Directive:
Substitute "place a mark" for "set a dot" everywhere in the listing below, and leave every other part unchanged.

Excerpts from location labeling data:
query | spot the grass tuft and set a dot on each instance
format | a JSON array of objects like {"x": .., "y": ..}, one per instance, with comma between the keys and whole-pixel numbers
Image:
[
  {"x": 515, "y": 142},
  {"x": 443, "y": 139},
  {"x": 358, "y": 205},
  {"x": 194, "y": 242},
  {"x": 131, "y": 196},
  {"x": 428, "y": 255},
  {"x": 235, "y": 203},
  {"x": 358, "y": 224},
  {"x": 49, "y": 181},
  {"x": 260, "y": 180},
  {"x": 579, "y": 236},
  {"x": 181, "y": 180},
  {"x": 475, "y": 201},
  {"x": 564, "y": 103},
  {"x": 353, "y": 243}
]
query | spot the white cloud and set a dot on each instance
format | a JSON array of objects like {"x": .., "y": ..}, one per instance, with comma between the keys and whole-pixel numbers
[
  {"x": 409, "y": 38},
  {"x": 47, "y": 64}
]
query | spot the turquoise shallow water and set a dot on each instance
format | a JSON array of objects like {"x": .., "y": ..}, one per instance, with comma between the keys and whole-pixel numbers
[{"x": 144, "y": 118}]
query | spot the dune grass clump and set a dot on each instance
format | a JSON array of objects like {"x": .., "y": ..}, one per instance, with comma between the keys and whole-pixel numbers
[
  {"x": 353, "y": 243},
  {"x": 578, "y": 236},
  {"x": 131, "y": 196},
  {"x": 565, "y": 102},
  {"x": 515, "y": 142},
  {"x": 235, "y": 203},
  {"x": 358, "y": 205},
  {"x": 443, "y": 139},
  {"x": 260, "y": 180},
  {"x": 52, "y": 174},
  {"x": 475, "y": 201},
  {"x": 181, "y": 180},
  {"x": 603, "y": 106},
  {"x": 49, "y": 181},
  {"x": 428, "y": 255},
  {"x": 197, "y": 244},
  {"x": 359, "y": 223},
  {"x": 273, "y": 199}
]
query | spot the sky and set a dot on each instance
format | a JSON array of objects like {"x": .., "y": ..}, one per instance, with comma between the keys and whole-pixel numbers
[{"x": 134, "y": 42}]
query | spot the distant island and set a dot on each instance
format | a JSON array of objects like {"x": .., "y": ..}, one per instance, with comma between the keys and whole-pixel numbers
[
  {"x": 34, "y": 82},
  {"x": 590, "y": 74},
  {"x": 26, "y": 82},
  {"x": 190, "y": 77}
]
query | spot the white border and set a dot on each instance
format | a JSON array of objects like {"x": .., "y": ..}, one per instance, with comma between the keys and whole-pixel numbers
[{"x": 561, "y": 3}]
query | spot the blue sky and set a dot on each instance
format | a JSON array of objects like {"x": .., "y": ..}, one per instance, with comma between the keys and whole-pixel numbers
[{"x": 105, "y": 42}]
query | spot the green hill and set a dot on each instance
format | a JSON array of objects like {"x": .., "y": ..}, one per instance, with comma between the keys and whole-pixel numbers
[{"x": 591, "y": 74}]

Task solution:
query | spot the grass tuft and place a mark on each instance
format | a JSON array of objects like {"x": .., "y": ..}, one per instance, with comma between the keys and whole-pixel numbers
Image:
[
  {"x": 515, "y": 142},
  {"x": 443, "y": 139},
  {"x": 358, "y": 205},
  {"x": 194, "y": 242},
  {"x": 131, "y": 196},
  {"x": 428, "y": 255},
  {"x": 235, "y": 203},
  {"x": 358, "y": 224},
  {"x": 49, "y": 181},
  {"x": 260, "y": 180},
  {"x": 579, "y": 236},
  {"x": 181, "y": 180},
  {"x": 475, "y": 201},
  {"x": 564, "y": 103},
  {"x": 353, "y": 243}
]
query | spot the white cloud and place a mark on each instance
format | a JSON array of objects like {"x": .., "y": ..}, one per instance, with comma between the keys and whole-pixel numbers
[
  {"x": 409, "y": 38},
  {"x": 47, "y": 64}
]
query | spot the turquoise shallow water and place a mark on each instance
format | a JSON array of objects like {"x": .., "y": ..}, one per instance, with comma between the keys and whole-pixel numbers
[{"x": 144, "y": 118}]
query | spot the dune grass clump and place a mark on each instance
format | a JSON array of objects like {"x": .., "y": ..}, one per instance, with comma between the keys and whole-pixel numbers
[
  {"x": 353, "y": 243},
  {"x": 578, "y": 236},
  {"x": 131, "y": 196},
  {"x": 565, "y": 102},
  {"x": 515, "y": 142},
  {"x": 235, "y": 203},
  {"x": 358, "y": 205},
  {"x": 443, "y": 139},
  {"x": 260, "y": 180},
  {"x": 52, "y": 174},
  {"x": 475, "y": 201},
  {"x": 181, "y": 180},
  {"x": 603, "y": 106},
  {"x": 49, "y": 181},
  {"x": 428, "y": 255},
  {"x": 197, "y": 244},
  {"x": 359, "y": 223},
  {"x": 273, "y": 199}
]
query | spot the sky and place a mark on each instance
format | a JSON array of objects like {"x": .., "y": ..}, one per instance, with comma between the keys and whole-pixel numbers
[{"x": 134, "y": 42}]
query | spot the distant island and place a mark on each instance
format | a JSON array of objects like {"x": .., "y": ..}, one per instance, with comma between the keys and whole-pixel numbers
[
  {"x": 34, "y": 82},
  {"x": 590, "y": 74},
  {"x": 26, "y": 82},
  {"x": 190, "y": 77}
]
query | spot the white border and place a mark on each instance
format | a JSON array of objects like {"x": .., "y": ..}, one per instance, with comma between the keys and whole-pixel numbers
[{"x": 561, "y": 3}]
query | spot the blue sky and place a mark on each instance
format | a JSON array of objects like {"x": .., "y": ..}, one per instance, with comma between the keys and whole-pixel numbers
[{"x": 105, "y": 42}]
query | spot the green hill and place a mark on each instance
format | a JSON array of objects like {"x": .., "y": ..}, one per instance, with comma between the keys and whole-pixel numbers
[{"x": 591, "y": 74}]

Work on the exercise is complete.